* [TASK STATEMENT]
Please give the data below again in full, exactly as it stands.

Some records
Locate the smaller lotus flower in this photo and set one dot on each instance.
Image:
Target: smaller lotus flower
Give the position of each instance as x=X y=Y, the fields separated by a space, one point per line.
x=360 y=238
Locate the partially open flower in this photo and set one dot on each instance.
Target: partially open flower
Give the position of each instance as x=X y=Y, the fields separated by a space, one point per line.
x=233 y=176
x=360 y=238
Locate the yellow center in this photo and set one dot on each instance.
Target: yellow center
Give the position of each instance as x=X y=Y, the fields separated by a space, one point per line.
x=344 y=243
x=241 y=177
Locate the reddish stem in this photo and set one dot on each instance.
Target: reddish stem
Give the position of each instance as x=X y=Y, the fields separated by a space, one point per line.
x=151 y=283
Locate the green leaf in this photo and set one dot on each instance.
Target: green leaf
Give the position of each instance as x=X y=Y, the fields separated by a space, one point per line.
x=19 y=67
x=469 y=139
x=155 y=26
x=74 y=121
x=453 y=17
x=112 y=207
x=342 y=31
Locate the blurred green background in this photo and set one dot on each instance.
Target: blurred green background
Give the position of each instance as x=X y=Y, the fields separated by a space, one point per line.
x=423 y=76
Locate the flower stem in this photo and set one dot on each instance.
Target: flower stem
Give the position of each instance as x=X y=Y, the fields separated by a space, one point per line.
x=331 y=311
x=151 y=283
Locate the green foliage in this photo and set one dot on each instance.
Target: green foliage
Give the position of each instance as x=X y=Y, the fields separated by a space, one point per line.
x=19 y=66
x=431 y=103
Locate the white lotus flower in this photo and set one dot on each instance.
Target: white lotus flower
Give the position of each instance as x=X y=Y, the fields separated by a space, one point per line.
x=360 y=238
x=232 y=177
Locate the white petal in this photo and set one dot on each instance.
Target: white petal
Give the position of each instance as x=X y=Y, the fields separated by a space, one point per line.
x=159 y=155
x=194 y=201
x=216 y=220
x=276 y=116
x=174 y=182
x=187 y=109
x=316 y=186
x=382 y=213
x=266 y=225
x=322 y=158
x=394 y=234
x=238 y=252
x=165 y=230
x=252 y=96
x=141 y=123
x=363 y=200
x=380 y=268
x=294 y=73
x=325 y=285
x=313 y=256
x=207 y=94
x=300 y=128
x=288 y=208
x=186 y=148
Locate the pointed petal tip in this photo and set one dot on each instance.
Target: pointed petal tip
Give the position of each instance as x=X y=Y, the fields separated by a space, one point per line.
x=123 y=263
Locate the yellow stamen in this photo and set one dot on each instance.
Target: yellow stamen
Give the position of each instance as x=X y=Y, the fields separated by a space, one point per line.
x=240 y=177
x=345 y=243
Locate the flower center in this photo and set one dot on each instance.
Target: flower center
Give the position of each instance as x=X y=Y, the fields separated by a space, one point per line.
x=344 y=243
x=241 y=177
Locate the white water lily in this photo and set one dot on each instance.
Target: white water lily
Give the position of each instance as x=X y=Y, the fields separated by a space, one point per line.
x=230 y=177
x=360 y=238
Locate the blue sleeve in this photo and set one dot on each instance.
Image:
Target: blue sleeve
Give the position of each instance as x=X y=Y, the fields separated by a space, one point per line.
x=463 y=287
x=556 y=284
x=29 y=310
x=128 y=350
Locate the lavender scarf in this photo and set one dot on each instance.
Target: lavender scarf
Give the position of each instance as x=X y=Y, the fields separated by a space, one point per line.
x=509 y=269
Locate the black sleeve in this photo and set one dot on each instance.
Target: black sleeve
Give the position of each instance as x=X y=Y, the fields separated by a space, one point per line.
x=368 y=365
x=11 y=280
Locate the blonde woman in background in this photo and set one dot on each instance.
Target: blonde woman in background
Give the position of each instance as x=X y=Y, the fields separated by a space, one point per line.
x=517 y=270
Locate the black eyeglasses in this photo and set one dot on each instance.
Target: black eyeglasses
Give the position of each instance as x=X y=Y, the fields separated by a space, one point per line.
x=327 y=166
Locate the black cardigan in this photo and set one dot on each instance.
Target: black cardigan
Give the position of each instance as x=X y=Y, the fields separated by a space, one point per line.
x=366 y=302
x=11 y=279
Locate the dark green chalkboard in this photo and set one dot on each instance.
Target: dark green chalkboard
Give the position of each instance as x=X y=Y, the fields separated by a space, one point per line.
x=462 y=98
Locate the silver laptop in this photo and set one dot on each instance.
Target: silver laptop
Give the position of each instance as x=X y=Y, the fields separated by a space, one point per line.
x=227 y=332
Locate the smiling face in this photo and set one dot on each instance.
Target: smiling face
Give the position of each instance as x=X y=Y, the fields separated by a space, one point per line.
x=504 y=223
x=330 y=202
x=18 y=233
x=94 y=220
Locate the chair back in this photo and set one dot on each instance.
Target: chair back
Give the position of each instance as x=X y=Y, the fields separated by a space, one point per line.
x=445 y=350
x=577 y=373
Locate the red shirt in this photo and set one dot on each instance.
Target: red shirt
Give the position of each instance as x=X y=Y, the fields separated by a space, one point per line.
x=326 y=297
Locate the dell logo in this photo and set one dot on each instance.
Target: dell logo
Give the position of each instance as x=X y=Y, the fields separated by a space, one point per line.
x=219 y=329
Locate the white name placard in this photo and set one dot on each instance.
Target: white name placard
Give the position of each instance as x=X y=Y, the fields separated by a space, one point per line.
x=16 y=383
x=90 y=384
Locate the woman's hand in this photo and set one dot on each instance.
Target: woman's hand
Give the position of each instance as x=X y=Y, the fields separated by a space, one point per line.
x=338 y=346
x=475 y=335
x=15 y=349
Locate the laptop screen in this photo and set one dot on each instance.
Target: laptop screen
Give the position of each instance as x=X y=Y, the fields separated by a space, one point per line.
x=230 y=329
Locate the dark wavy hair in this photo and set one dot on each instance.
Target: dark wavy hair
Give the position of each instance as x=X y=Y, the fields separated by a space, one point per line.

* [REPLY TO THE TASK]
Locate the smaller lotus flower in this photo and set one dot on each instance.
Image:
Target: smaller lotus flower
Give the position of each instance as x=X y=Y, the fields separated by a space, one point per line.
x=360 y=238
Locate the partially open flower in this photo and set one dot on each instance.
Target: partially open flower
Give the position of each instance as x=X y=Y, the fields separated by a space, one point per line.
x=233 y=176
x=360 y=238
Locate the yellow center in this photo and set one dot on each instance.
Target: yellow center
Give the position of each instance as x=X y=Y, the fields separated by a space, one point per line.
x=344 y=243
x=241 y=177
Locate the reddish stem in this photo and set one dot on each instance.
Target: reddish stem
Give the position of each instance as x=X y=Y, the fields separated by a space, one point per line.
x=151 y=283
Locate the green leaf in this photo and set one dot on each instance.
Target: green leaf
Give the position of each instance as x=X y=Y, the fields separated by a space, one point per line.
x=19 y=67
x=469 y=139
x=155 y=26
x=74 y=121
x=453 y=17
x=112 y=207
x=342 y=31
Locate the blurred green background in this photo and set one dot on each instance.
Target: blurred green background
Give the position of each instance as x=X y=Y, the fields separated by a space, one point per line.
x=423 y=76
Locate the flower stem in this photo and set one dot on each instance.
Target: flower stem
Give the position of each instance as x=X y=Y, the fields separated by a space, one point per line.
x=331 y=311
x=151 y=283
Locate the green foliage in this photo and set one dot on each instance.
Target: green foliage
Give the position of each instance as x=X y=Y, the fields separated by a space, one point per line.
x=19 y=66
x=431 y=103
Locate the white lotus flower in this photo and set one dot on each instance.
Target: white lotus flower
Give the position of each instance as x=X y=Y, the fields separated by a space, one point per line.
x=360 y=238
x=232 y=177
Locate the white petal in this photo and set one dot on each instance.
Target: white petal
Give the position of each instance as x=X y=Y, the fields separated by a space, one point per line.
x=159 y=155
x=194 y=201
x=216 y=220
x=276 y=116
x=174 y=182
x=187 y=109
x=316 y=186
x=382 y=213
x=266 y=225
x=322 y=158
x=394 y=234
x=238 y=252
x=165 y=230
x=252 y=96
x=141 y=123
x=363 y=200
x=380 y=268
x=294 y=73
x=325 y=285
x=313 y=256
x=207 y=94
x=300 y=128
x=288 y=208
x=186 y=148
Locate the pointed petal tip in this photo and set one dot on each instance.
Target: pointed petal tip
Give the position of each instance as x=X y=Y, the fields separated by a space, one point per line.
x=123 y=263
Locate the yellow stamen in this photo and set one dot on each instance.
Target: yellow stamen
Give the position of each instance as x=X y=Y, the fields separated by a space, one point per line.
x=240 y=177
x=345 y=243
Locate the flower center in this photo and set one dot on each instance.
Target: flower center
Give the position of each instance as x=X y=Y, the fields separated by a space, one point per line.
x=344 y=243
x=241 y=177
Locate the white water lily in this photo and set one dot on each instance.
Target: white water lily
Give the position of each instance as x=X y=Y, the fields separated by a space, one point per line.
x=230 y=177
x=360 y=238
Locate the blue sleeve in this photo and set one dot on each instance.
Image:
Target: blue sleeve
Give the position of each instance as x=X y=Y, the fields separated by a space, one point per line.
x=463 y=287
x=556 y=284
x=29 y=310
x=128 y=350
Locate the lavender scarf in this photo and set one dot on each instance.
Target: lavender scarf
Give the position of each instance as x=X y=Y, the fields separated by a space, one point per line.
x=509 y=269
Locate the black sleeve in this photo and set one dot on each instance.
Target: black sleeve
Give the position of each instance as x=X y=Y, the fields separated by a space, one point per line.
x=368 y=365
x=11 y=280
Locate the blonde woman in background in this photo and set one dot on each instance.
Target: blonde woman in background
Give the position of each instance as x=X y=Y, the fields separated by a space, one point per line.
x=517 y=270
Locate the black eyeglasses in this photo and set one dot on each instance.
Target: black eyeglasses
Give the position of each instance as x=X y=Y, the fields separated by a space, one point per line.
x=327 y=166
Locate the black cardigan in this photo and set one dot on each instance.
Target: black cardigan
Give the position of each instance as x=X y=Y, the fields separated by a space, one point per line.
x=366 y=302
x=11 y=279
Locate the dark green chalkboard in this photo and set one dot on each instance.
Target: dark green chalkboard
Give the position of each instance as x=X y=Y, the fields separated by a space, one point per line.
x=462 y=98
Locate the silver laptop in this photo and set one dot on each instance.
Target: silver laptop
Give the position of each instance as x=X y=Y, the fields separated by a space, one point per line.
x=227 y=332
Locate the smiling face in this photo and set one dot on each instance.
Target: smiling face
Give the position of each instance as x=X y=Y, the fields separated by a space, one point per line.
x=504 y=223
x=330 y=202
x=18 y=233
x=94 y=220
Locate the chair back in this photo and set one dot on each instance.
Target: chair back
Give the position of each instance as x=X y=Y, the fields separated by a space, one point per line.
x=445 y=350
x=577 y=373
Locate the red shirt in this photo and set one dot on each instance.
Target: red shirt
Give the position of each instance as x=X y=Y, the fields separated by a space, one point per line.
x=326 y=297
Locate the dell logo in this photo and set one dot on each instance.
Target: dell logo
Give the position of each instance as x=X y=Y, the fields separated by a space, one point per line.
x=219 y=329
Locate the white name placard in this photo and set one dot on each instance.
Target: white name placard
Give the position of each instance as x=X y=Y, the fields separated by a space, one point per line.
x=16 y=383
x=90 y=384
Locate the woman's hand in this photo and set one dot on each instance.
Target: woman's hand
Give the position of each instance as x=X y=Y, the fields separated by a space, one point per line.
x=338 y=346
x=475 y=335
x=15 y=349
Locate the laptop screen in this photo and set one dot on each instance.
Target: laptop screen
Give the position of each instance as x=X y=Y, the fields separated by a space, one point per line.
x=230 y=329
Locate the dark wavy hair in this photo and set one dot on each instance.
Target: dark wavy hair
Give the position of each instance as x=X y=Y, the fields separated by a space, one point per line.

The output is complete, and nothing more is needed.